Designing Power Supplies for High Speed ADC

Designing clean power supplies for high speed ADCs can be challenging with so many power options that are available to the designer today. This is especially important when utilizing efficient switching power supplies rather than traditional LDOs. In addition, most ADCs do not adequately specify high frequency power supply rejection, a key factor when selecting the proper supply.

This technical article describes techniques to measure a converter’s AC power supply rejection, thereby establishing a baseline for the converter’s power supply noise sensitivity. A simple noise analysis of an actual power supply is given to show the user how to apply these numbers in a design to verify the power supply is adequate for the converter(s) chosen. In summary, some simple guidelines are described in order to give the user some guidance in designing power supplies for high speed converters.

Many of today’s applications require high speed sampling analog-to-digital converters (ADC) with resolutions of 12 bits or more, as the higher resolution allows users to develop more accurate system measurements. Unfortunately, higher resolution also implies that the system will be more sensitive to noise. Every time the system resolution increases by one bit, for example, 12 bits to 13 bits, the system sensitivity goes up by a factor of two. Thus, when designing with ADCs, it is crucial that designers consider the noise contributions from an often forgotten source—the system power supply. ADC are sensitive devices and each input, that is, analog, clock, and power should be treated equally to achieve the best performance as specified in the data sheet. Noise sources are abundant and can come in many forms and be emitted or radiated affecting the performance.

Figure 1.

All the buzz and hype in today’s electronic world is that new cost-down designs are “going green”. Keeping power low requires less thermal management, keeping power efficiency maximized and batteries happy when it comes to portable applications. However, most ADC data sheets suggest that linear power supplies be used because their noise is lower than that of switching type supplies and in some cases that may be entirely true. However, new advances in technology have proven that switching power supplies could possibly be used in communications and medical applications (see the “How to Test Power Supply Rejection Ratio (PSRR) in an ADC” article in the References section).

This article describes different test measurement methods that are critical to understanding power supply design for a high speed ADC. Commonly called power supply rejection ratio (PSRR) and power supply modulation ratio (PSMR), both of these tests are useful in determining just how sensitive the converter is too noisy effects on the power supply rails as well as to determine just how quiet the power supply rail must be in order to achieve the expected performance of the ADC itself.

Looking Closer at Analog Power Pins

Typically, a power pin is not thought of as an input. But it is. It can be just as sensitive to noise and distortion as clock and analog input pins are known. Even though the signal that comes onto the power pin is dc in nature and typically doesn’t fluctuate in a repetitive manor it still has some finite amount of noise and distortion riding on the dc bias. This noise can be generated intrinsically or extrinsically which will affect the converter’s performance.

..............................

# What you are asked to do:
Sum up the article on designing power supplies for high speed ADCs in two sentences.

# Records from a collection:
..............................

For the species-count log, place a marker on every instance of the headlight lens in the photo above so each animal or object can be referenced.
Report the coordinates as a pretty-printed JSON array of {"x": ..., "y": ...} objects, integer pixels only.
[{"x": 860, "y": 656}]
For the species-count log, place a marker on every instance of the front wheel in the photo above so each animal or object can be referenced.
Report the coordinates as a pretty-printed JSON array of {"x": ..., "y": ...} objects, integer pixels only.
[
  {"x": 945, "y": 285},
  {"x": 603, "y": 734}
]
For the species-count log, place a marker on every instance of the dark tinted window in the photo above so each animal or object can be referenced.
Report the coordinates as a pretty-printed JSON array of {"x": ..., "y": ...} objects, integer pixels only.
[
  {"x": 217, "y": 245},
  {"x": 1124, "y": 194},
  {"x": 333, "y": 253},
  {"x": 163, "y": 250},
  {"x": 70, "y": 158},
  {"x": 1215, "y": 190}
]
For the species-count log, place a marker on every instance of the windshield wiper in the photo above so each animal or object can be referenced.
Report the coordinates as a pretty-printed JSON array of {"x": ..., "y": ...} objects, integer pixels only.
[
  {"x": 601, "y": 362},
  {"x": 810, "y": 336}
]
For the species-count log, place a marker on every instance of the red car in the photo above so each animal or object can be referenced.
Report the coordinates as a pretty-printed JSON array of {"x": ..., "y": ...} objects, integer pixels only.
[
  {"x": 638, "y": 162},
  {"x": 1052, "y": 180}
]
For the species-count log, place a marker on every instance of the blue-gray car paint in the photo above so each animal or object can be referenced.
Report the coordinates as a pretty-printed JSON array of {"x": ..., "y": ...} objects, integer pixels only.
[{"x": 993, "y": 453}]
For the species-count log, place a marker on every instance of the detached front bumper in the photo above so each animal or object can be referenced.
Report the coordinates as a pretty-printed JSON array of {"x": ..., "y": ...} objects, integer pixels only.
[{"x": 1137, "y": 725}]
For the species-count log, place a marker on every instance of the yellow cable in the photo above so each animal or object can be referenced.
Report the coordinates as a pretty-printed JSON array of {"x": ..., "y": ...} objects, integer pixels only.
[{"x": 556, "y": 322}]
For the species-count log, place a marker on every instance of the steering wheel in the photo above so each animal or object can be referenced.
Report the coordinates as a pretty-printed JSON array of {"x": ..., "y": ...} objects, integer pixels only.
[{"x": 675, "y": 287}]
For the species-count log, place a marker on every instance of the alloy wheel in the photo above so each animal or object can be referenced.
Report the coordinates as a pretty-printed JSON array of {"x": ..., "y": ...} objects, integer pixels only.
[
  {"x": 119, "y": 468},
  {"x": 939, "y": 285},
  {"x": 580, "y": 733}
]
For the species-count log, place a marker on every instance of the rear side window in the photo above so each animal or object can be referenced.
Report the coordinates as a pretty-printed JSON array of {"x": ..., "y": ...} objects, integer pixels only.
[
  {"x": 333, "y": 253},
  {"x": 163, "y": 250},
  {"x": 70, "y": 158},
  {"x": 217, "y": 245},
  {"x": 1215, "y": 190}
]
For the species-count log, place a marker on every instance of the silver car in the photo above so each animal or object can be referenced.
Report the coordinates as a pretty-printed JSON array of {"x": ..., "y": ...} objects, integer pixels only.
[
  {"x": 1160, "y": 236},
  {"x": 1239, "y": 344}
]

..............................

# The answer:
Higher ADC resolution makes a system more sensitive to noise, so designers must consider the often forgotten power supply, especially when using efficient switching supplies instead of traditional LDOs. The article describes power supply rejection ratio (PSRR) and power supply modulation ratio (PSMR) tests that measure a converter's sensitivity to supply noise, walks through a simple noise analysis of an actual power supply, and gives basic design guidelines, stressing that a power pin is an input that can be as sensitive to noise as the clock and analog input pins.